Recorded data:
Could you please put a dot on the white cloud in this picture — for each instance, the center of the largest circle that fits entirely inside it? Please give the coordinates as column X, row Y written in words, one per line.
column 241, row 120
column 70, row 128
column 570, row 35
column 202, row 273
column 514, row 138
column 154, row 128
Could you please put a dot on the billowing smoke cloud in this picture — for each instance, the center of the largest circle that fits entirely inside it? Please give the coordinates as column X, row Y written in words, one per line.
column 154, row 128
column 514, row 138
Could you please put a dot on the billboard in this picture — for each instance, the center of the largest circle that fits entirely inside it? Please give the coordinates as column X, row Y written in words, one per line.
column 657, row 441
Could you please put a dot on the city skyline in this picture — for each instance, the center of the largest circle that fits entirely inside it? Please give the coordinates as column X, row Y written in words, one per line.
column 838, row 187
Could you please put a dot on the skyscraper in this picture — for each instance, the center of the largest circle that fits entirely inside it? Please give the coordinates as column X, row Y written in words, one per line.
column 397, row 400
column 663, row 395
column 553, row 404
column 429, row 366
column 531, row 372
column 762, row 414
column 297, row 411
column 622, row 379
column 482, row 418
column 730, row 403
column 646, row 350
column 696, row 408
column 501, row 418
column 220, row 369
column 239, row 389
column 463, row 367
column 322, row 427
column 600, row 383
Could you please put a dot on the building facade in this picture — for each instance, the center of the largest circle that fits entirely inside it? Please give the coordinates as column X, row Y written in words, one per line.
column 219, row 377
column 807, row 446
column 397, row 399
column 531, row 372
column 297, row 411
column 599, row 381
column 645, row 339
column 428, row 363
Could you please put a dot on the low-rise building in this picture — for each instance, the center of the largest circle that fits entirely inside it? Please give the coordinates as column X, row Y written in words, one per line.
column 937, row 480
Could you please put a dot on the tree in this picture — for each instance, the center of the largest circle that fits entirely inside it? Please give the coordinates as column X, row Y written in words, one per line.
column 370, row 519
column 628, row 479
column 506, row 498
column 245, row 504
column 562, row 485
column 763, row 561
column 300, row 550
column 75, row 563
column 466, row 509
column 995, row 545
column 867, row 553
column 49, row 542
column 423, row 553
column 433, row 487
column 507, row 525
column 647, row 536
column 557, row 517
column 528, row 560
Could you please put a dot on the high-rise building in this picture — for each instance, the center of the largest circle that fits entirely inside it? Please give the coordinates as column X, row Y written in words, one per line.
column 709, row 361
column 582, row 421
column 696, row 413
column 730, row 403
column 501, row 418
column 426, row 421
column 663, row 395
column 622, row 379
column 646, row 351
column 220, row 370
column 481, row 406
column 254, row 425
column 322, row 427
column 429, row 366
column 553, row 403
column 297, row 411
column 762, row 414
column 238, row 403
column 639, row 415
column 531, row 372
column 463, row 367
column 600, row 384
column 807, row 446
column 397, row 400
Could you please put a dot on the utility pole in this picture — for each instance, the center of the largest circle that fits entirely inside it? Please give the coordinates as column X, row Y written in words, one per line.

- _Description of the task_: Could you lay out the whole listing above as a JSON list of strings, one string per line, skipping any blank lines?

- _Written solution_:
[
  "Could you please put a dot on the white cloud in this picture — for each instance, the center of the largest circle that fits entirely inside it? Please give the coordinates as column X, row Y written in words, one per line.",
  "column 241, row 120",
  "column 70, row 128",
  "column 570, row 35",
  "column 202, row 273",
  "column 514, row 138",
  "column 154, row 128",
  "Could you please put a dot on the billowing smoke cloud in this picture — for each instance, the center of the largest circle that fits entirely inside it? Please give the coordinates as column X, row Y written in words, one per line.",
  "column 154, row 128",
  "column 514, row 138",
  "Could you please put a dot on the billboard in this picture — for each instance, the center of the largest circle that fits entirely inside it? Please give the coordinates as column X, row Y written in words, one per line.",
  "column 657, row 441",
  "Could you please put a dot on the city skyline in this picture — for each instance, the center of the largest circle that fits entirely inside it? Please give the coordinates as column X, row Y written in words, one per line.",
  "column 838, row 187",
  "Could you please put a dot on the skyscraper in this picture — for each instance, the center of the largest circle that fits entirely inside it? Please give the coordinates as column X, row Y written in words, one per line.",
  "column 397, row 400",
  "column 663, row 395",
  "column 553, row 404",
  "column 429, row 366",
  "column 531, row 372",
  "column 762, row 414",
  "column 297, row 411",
  "column 622, row 379",
  "column 482, row 418",
  "column 730, row 403",
  "column 646, row 350",
  "column 696, row 408",
  "column 501, row 418",
  "column 220, row 369",
  "column 239, row 389",
  "column 463, row 367",
  "column 322, row 427",
  "column 600, row 383",
  "Could you please put a dot on the building facade in this picture — for each instance, the center of the largest circle that fits entirely inside it? Please give the coordinates as column X, row Y written in words, one per line.",
  "column 219, row 377",
  "column 807, row 446",
  "column 397, row 399",
  "column 531, row 372",
  "column 297, row 411",
  "column 599, row 381",
  "column 645, row 339",
  "column 428, row 363",
  "Could you please put a dot on the low-rise building in this picture — for each instance, the center of the largest circle that fits entirely inside it? Please give the coordinates as column X, row Y written in words, one per line.",
  "column 937, row 480",
  "Could you please put a dot on the tree in this picture — for each instance, the center of the largest circle that fits entirely inside it? Please give the coordinates as column X, row Y written in words, one per line.",
  "column 370, row 519",
  "column 628, row 479",
  "column 506, row 498",
  "column 245, row 504",
  "column 562, row 485",
  "column 763, row 561",
  "column 300, row 550",
  "column 75, row 563",
  "column 466, row 509",
  "column 995, row 545",
  "column 867, row 553",
  "column 49, row 542",
  "column 423, row 553",
  "column 433, row 487",
  "column 507, row 525",
  "column 647, row 536",
  "column 557, row 517",
  "column 528, row 560",
  "Could you please put a dot on the high-rise building in this picture — for each instance, the center of the largest circle that fits entirely inside it? Please give the coordinates as column X, row Y written in words, one per line.",
  "column 709, row 361",
  "column 582, row 421",
  "column 696, row 413",
  "column 730, row 403",
  "column 501, row 418",
  "column 426, row 421",
  "column 663, row 395",
  "column 622, row 379",
  "column 646, row 351",
  "column 220, row 370",
  "column 481, row 406",
  "column 254, row 425",
  "column 322, row 427",
  "column 429, row 366",
  "column 553, row 403",
  "column 297, row 411",
  "column 762, row 414",
  "column 238, row 403",
  "column 639, row 415",
  "column 531, row 372",
  "column 463, row 367",
  "column 600, row 384",
  "column 807, row 446",
  "column 397, row 400",
  "Could you please put a dot on the utility pole in this picture — for each instance, the center of the largest circle that fits entirely inside it? Please give the coordinates as column X, row Y written in words, one per line."
]